• **Consigna**
¿Puedes copiar íntegro y sin ningún cambio el texto sobre Flor de Oro Trujillo que aparece a continuación?

• **Documento**

_ _ _ _

Detrás de una probable idiosincrasia micro-agresiva es posible que haya una explicación sociológica profunda. Sin menoscabo de la responsabilidad sobre nuestro comportamiento individual, es posible que ese impulso viciado sea parte de un diseño pernicioso que pasa de generación en generación entre mujeres, a pesar de los esfuerzos de formación moral, religiosa o simplemente democrática.
Inicié la búsqueda de un abordaje científico del asunto luego de ver esta semana el magnífico trabajo de Cornelia Margarita sobre Flor de Oro Trujillo, realizado en 1996 y ahora disponible en YouTube (Enlace). La veterana periodista documenta con objetividad la vida de la hija mayor de Rafael L. Trujillo.
Se dice que las personas seremos juzgados por el modo en que terminamos nuestras vidas, con independencia de cómo empezamos. En las memorias que dejó escritas Flor de Oro Trujillo, ella presume modestia. Sin embargo, la acuciosa investigadora establece que la hija del tirano disputó a sus medios hermanos Ramfis, Angelita y Radhamés, como herencia personal en tribunales de justicia europea, dinero del pueblo dominicano robado por el padre.
La producción de Cornelia Margarita desarrolla la relación desafortunada y tormentosa de la protagonista con el padre. A decir de algunos testigos entrevistados por la periodista, Flor de Oro no estaba de acuerdo con la forma de gobernar del progenitor; otros testigos entrevistados destacan la vida itinerante y lujosa de la que disfrutó, e incluso se asegura una cercana amistad de la hija de sátrapa con Albert Camus.
Contó una sobreviviente que el Nobel de literatura la consideraba una Trujillo distinta. Lo cierto es que apoderó abogados para reclamar “lo suyo” a diferencia de su media hermana Yolanda.
Ahora bien, en el equilibrado seriado documental, Cornelia Margarita antes expone, cómo la mujer de manía aparentemente egoísta también fue desde muy corta edad víctima directa del retorcido machismo de un padre que practicó contra ella reprimendas exageradas y la exclusión injustificada.

_ _ _ _

• **Material**
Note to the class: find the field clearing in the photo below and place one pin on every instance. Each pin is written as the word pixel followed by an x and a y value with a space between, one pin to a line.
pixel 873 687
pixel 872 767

_ _ _ _

• **Respuesta esperada**
Detrás de una probable idiosincrasia micro-agresiva es posible que haya una explicación sociológica profunda. Sin menoscabo de la responsabilidad sobre nuestro comportamiento individual, es posible que ese impulso viciado sea parte de un diseño pernicioso que pasa de generación en generación entre mujeres, a pesar de los esfuerzos de formación moral, religiosa o simplemente democrática.
Inicié la búsqueda de un abordaje científico del asunto luego de ver esta semana el magnífico trabajo de Cornelia Margarita sobre Flor de Oro Trujillo, realizado en 1996 y ahora disponible en YouTube (Enlace). La veterana periodista documenta con objetividad la vida de la hija mayor de Rafael L. Trujillo.
Se dice que las personas seremos juzgados por el modo en que terminamos nuestras vidas, con independencia de cómo empezamos. En las memorias que dejó escritas Flor de Oro Trujillo, ella presume modestia. Sin embargo, la acuciosa investigadora establece que la hija del tirano disputó a sus medios hermanos Ramfis, Angelita y Radhamés, como herencia personal en tribunales de justicia europea, dinero del pueblo dominicano robado por el padre.
La producción de Cornelia Margarita desarrolla la relación desafortunada y tormentosa de la protagonista con el padre. A decir de algunos testigos entrevistados por la periodista, Flor de Oro no estaba de acuerdo con la forma de gobernar del progenitor; otros testigos entrevistados destacan la vida itinerante y lujosa de la que disfrutó, e incluso se asegura una cercana amistad de la hija de sátrapa con Albert Camus.
Contó una sobreviviente que el Nobel de literatura la consideraba una Trujillo distinta. Lo cierto es que apoderó abogados para reclamar “lo suyo” a diferencia de su media hermana Yolanda.
Ahora bien, en el equilibrado seriado documental, Cornelia Margarita antes expone, cómo la mujer de manía aparentemente egoísta también fue desde muy corta edad víctima directa del retorcido machismo de un padre que practicó contra ella reprimendas exageradas y la exclusión injustificada.